## What the task requires
Turn the data, from its start through the line containing "96], [285, 101]]", inclusive, into a two-column CSV with the columns instruction and answer. Give one row per instruction with its answer, put each in a single quoted field with line breaks replaced by spaces, and leave out the pictures.

# Start of Source material

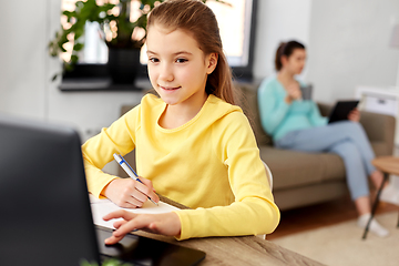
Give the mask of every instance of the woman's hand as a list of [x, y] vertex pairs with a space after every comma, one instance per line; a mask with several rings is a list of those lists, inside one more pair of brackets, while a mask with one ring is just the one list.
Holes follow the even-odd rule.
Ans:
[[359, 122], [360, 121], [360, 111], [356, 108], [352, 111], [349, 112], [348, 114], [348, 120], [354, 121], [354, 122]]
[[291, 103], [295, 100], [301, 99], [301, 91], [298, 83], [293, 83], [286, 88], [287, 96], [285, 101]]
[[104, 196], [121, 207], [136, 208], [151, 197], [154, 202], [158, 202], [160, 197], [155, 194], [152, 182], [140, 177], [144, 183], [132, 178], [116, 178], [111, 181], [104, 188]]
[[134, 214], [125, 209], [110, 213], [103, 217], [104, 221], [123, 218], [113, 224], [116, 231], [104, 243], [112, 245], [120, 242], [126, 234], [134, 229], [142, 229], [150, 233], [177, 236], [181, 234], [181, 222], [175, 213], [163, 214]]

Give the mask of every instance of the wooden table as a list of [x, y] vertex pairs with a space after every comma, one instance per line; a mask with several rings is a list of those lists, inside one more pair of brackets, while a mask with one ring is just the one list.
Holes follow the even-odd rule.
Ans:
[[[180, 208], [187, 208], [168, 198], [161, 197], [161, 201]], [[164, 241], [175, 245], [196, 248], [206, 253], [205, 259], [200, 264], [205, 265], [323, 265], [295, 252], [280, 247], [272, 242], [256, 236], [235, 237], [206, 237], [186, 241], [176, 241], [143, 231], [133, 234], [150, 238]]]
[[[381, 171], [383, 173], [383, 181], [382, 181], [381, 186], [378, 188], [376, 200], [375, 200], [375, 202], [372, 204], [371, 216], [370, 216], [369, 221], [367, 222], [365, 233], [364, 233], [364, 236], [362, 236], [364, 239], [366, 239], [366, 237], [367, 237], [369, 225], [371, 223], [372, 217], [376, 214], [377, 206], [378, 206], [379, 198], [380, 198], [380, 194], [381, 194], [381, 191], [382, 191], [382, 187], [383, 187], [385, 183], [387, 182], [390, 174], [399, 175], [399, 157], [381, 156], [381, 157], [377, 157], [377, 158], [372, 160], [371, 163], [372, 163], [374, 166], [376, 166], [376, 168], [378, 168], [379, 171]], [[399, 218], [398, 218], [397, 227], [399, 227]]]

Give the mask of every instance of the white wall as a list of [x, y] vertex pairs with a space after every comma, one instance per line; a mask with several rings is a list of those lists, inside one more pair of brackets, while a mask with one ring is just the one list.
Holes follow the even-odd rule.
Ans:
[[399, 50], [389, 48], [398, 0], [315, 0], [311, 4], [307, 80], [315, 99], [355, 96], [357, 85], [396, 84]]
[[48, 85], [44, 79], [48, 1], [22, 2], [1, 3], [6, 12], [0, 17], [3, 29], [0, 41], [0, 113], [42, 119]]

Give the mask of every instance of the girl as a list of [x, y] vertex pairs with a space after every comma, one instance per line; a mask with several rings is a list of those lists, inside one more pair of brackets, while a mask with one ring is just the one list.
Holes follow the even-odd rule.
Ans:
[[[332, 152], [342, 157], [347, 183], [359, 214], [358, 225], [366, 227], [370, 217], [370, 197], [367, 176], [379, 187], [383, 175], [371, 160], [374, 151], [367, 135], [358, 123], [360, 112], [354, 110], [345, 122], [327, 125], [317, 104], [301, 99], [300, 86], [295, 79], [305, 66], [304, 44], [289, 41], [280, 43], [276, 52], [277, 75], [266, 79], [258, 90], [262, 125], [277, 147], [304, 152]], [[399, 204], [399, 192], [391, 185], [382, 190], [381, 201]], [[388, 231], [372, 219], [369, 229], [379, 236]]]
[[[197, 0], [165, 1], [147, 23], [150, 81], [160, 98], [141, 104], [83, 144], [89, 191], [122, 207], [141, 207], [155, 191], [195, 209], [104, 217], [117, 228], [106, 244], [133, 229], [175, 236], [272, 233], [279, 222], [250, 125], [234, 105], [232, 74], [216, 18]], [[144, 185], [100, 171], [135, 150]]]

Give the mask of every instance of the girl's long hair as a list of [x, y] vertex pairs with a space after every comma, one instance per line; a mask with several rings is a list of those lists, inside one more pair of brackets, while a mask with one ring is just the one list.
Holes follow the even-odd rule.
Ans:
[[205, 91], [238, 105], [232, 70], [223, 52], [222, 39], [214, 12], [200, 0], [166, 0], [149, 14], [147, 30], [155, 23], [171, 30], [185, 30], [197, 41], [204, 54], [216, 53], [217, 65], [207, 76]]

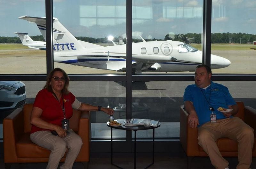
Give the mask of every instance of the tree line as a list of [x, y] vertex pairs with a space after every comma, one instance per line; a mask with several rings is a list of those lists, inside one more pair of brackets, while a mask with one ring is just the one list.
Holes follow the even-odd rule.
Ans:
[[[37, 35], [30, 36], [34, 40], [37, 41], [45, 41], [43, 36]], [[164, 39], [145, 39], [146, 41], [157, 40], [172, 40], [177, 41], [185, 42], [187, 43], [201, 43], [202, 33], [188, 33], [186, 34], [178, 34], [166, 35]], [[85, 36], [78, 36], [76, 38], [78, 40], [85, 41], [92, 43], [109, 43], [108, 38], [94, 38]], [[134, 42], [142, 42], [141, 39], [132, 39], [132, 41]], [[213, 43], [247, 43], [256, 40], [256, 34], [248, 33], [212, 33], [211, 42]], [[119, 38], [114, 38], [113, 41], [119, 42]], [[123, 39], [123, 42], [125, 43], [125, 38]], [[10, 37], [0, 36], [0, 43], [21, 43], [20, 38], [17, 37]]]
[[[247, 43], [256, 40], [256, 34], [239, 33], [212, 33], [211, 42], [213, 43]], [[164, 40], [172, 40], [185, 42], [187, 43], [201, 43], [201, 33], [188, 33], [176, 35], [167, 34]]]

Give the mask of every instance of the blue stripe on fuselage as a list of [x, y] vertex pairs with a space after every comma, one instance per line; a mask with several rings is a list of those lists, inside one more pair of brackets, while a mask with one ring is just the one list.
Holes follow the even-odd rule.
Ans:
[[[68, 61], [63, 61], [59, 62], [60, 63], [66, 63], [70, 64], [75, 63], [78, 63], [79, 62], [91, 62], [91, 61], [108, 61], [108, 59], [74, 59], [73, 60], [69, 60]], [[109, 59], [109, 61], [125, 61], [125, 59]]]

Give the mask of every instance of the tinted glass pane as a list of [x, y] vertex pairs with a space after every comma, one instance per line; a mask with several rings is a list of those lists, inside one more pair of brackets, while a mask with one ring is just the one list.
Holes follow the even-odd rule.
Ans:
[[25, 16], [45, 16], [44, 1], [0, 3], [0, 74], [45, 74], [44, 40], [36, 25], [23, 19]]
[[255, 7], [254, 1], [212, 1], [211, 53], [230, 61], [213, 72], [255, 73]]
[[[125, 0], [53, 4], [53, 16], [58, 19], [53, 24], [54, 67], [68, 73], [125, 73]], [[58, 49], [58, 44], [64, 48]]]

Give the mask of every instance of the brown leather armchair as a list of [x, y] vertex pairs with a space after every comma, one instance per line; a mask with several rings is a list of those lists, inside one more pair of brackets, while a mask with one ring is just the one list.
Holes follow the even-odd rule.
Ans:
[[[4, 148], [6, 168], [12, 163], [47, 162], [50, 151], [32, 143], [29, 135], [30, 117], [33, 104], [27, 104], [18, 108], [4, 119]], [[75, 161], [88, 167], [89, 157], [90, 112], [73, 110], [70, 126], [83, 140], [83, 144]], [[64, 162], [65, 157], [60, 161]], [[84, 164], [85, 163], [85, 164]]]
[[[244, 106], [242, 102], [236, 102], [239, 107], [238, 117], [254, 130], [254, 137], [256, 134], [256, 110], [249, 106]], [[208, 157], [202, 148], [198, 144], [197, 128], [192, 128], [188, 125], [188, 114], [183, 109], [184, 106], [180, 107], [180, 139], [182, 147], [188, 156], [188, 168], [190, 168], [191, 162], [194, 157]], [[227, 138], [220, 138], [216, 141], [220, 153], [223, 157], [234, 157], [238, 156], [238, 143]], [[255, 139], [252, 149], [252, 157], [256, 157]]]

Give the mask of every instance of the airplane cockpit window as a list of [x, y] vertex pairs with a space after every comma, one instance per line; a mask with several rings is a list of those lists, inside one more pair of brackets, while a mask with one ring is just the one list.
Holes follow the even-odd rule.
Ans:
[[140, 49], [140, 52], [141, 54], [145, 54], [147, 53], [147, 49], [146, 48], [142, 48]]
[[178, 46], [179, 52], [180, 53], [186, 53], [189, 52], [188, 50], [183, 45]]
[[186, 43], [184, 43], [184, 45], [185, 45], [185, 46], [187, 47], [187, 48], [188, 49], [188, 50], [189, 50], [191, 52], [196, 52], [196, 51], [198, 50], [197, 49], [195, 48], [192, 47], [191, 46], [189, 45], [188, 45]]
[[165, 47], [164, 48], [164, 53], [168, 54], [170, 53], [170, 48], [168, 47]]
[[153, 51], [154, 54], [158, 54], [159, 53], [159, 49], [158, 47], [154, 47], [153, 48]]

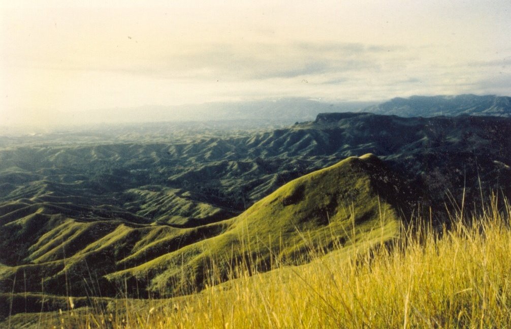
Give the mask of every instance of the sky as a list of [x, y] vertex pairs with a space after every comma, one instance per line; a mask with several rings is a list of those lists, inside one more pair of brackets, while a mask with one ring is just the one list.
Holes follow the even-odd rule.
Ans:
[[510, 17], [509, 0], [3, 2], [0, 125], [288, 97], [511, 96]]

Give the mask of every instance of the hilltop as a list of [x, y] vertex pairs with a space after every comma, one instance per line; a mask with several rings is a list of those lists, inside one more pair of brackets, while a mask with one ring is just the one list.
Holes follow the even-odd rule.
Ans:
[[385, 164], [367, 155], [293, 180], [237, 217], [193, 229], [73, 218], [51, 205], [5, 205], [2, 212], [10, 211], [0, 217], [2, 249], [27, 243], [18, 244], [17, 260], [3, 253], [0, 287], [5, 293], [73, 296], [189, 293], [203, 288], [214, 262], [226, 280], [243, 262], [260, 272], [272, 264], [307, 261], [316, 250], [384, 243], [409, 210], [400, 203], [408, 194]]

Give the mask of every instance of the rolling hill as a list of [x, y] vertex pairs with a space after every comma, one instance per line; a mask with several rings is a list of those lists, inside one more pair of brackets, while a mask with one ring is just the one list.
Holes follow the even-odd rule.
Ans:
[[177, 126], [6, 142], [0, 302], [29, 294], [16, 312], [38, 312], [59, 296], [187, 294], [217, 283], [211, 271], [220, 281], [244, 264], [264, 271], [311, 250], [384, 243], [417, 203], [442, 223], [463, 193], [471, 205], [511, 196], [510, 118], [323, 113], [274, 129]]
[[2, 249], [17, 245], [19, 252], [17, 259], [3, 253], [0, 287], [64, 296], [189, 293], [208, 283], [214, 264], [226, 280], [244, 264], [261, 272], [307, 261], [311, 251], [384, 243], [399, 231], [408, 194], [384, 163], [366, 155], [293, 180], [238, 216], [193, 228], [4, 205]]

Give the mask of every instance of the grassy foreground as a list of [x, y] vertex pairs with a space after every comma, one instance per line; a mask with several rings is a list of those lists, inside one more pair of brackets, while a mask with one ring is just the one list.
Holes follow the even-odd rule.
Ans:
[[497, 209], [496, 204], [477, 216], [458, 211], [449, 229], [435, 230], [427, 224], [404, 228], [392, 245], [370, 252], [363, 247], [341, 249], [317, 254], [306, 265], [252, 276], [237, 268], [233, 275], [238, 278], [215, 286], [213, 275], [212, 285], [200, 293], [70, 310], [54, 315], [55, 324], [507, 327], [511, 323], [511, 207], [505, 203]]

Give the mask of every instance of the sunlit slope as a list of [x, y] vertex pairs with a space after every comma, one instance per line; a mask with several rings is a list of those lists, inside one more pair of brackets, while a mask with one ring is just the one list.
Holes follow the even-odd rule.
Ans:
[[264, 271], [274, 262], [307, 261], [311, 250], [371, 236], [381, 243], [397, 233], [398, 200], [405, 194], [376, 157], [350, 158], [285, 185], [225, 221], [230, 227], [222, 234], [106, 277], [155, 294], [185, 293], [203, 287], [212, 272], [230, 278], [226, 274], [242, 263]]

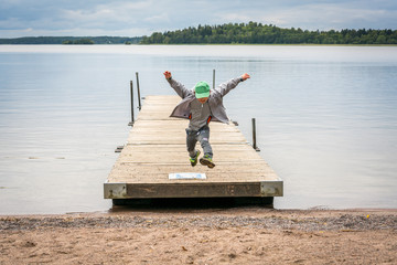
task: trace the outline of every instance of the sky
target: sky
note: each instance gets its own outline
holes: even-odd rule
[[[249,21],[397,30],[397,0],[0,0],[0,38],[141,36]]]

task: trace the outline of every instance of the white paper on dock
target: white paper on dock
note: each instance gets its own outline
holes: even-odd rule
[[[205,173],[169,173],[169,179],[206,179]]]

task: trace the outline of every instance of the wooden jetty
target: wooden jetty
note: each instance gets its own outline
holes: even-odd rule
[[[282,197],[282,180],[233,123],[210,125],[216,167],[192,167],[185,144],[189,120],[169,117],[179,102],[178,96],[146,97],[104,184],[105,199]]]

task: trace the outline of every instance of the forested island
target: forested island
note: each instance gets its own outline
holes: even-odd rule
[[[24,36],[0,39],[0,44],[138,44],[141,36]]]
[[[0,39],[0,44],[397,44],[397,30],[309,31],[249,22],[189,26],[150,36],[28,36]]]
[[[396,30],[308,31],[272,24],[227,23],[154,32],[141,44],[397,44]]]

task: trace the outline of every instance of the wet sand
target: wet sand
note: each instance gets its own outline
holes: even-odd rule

# End of Source material

## Response
instruction,answer
"Give the mask of every instance of the woman's hand as a list of [x, y] vertex pairs with a space after every comma, one instance per line; a mask with several rings is a list of those lists, inside one more pair of brackets, while a mask with one ring is just the one list. Holes follow the even-odd rule. Ans:","[[359, 122], [360, 121], [360, 111], [356, 108], [352, 111], [349, 112], [348, 114], [348, 120], [354, 121], [354, 122]] [[291, 103], [295, 100], [301, 99], [301, 91], [298, 83], [293, 83], [286, 88], [287, 96], [285, 101]]"